WHAT YOU WILL DO: Please output the data below exactly as given, starting at its first line and stopping after the line that contains "Where can you find the denim sleeve".

DATA EXTRACTS:
◇ ◇ ◇

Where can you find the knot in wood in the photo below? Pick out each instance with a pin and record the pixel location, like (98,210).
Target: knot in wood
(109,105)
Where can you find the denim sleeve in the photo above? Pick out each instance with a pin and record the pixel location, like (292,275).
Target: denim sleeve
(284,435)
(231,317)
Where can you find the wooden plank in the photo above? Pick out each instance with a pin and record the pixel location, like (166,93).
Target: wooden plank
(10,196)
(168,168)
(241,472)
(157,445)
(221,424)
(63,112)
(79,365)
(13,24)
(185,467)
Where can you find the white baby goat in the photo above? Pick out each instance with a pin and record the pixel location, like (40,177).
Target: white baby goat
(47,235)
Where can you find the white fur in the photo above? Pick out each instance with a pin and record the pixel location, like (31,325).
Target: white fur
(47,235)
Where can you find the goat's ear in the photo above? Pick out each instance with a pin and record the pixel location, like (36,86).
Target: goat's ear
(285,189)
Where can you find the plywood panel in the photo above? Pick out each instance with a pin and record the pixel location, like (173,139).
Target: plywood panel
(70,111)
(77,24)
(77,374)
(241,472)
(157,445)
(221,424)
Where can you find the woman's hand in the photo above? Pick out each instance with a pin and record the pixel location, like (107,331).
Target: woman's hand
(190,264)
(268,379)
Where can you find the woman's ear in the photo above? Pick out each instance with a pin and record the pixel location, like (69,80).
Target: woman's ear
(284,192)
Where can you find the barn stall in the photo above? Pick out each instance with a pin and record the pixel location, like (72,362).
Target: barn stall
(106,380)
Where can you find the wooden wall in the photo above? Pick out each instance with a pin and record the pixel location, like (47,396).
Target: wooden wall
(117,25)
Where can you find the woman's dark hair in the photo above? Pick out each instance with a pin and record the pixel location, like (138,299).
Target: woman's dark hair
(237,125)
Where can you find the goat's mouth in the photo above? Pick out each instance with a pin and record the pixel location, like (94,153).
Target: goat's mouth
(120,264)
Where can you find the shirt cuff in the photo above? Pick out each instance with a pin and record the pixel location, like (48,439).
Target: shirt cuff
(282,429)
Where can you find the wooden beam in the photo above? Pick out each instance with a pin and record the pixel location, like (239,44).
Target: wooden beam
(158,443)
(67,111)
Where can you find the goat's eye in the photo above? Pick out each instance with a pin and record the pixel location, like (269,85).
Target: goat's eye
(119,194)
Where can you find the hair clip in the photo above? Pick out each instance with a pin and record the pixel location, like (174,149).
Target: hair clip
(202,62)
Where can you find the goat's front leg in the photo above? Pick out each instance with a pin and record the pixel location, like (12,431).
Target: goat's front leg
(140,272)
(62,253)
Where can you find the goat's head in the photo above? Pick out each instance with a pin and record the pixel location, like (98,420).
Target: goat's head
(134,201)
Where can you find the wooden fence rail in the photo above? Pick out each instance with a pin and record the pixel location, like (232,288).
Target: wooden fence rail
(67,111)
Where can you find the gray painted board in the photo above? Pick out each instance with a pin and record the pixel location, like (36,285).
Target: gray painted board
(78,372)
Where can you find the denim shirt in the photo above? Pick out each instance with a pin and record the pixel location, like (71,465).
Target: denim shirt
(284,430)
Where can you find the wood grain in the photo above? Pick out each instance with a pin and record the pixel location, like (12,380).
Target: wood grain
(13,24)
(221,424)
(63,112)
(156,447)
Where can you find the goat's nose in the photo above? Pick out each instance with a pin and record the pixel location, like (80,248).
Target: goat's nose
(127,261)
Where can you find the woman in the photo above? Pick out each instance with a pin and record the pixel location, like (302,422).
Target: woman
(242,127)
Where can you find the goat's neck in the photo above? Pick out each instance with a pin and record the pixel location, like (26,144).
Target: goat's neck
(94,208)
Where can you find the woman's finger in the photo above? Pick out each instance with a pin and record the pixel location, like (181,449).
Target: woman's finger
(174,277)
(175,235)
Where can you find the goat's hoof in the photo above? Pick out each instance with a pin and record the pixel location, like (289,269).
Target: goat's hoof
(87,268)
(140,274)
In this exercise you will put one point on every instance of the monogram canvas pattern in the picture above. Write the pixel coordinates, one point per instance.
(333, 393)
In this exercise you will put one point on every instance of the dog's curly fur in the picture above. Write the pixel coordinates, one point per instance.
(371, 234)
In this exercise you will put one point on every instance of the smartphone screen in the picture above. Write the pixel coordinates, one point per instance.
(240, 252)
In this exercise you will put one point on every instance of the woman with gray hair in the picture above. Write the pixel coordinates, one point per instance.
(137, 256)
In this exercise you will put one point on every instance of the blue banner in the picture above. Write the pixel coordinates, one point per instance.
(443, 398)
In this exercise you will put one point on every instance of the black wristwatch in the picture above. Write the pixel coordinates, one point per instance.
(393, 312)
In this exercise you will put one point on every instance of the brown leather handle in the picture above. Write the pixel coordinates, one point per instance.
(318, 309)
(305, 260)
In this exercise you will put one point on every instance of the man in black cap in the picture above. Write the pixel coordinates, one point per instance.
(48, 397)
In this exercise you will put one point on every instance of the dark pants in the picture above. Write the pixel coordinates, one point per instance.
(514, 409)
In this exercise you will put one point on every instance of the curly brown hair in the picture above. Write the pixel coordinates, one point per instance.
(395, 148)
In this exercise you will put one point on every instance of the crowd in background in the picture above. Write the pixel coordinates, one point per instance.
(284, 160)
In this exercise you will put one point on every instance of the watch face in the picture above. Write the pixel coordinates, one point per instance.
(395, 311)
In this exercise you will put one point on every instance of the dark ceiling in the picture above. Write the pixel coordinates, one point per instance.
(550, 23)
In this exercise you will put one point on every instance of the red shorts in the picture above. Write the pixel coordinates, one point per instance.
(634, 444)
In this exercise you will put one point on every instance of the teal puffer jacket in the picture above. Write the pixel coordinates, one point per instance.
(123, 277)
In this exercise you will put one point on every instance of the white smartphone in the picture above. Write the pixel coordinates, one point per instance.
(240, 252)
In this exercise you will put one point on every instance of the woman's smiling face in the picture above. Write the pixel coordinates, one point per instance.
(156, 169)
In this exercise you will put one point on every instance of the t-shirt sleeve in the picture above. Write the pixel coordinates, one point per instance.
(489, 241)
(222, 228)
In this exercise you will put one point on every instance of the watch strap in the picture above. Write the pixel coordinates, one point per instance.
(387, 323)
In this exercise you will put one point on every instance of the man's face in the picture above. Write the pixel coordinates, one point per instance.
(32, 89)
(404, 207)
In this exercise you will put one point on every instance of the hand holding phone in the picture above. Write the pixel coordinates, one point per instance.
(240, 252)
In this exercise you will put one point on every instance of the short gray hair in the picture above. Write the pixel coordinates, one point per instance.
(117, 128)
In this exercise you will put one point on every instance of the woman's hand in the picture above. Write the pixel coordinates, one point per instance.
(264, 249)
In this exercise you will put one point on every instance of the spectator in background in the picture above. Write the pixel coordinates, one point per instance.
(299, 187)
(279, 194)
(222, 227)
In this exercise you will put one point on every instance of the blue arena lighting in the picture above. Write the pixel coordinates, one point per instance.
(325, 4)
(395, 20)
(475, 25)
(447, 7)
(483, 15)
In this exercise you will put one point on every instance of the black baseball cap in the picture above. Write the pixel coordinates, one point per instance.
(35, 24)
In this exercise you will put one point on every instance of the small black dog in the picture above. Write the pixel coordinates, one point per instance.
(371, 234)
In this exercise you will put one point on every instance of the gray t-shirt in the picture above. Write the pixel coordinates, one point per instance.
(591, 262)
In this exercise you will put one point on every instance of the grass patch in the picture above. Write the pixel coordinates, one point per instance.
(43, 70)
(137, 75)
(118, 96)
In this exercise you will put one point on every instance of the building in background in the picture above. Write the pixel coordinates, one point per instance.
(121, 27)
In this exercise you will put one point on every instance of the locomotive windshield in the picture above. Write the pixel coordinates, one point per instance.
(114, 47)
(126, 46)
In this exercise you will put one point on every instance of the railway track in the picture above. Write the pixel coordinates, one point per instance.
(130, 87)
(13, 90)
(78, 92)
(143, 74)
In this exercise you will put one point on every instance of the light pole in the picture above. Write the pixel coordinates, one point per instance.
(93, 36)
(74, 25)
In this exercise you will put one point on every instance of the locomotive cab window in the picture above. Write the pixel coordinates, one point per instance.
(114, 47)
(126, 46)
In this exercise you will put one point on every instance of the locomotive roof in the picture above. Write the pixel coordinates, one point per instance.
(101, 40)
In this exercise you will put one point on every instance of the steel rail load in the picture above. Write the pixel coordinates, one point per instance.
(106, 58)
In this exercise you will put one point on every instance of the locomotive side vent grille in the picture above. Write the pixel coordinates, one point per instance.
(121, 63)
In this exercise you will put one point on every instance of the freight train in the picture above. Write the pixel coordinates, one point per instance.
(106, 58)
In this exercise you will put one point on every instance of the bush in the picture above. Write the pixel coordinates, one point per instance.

◇ ◇ ◇

WRITTEN ANSWER:
Where can you find the knot in wood in the photo below? Pick out each instance with a pin and record the pixel location, like (98,210).
Target: knot in wood
(109,105)
Where can you find the denim sleeve in the photo above? Pick out each instance with a pin and record the pixel location, like (292,275).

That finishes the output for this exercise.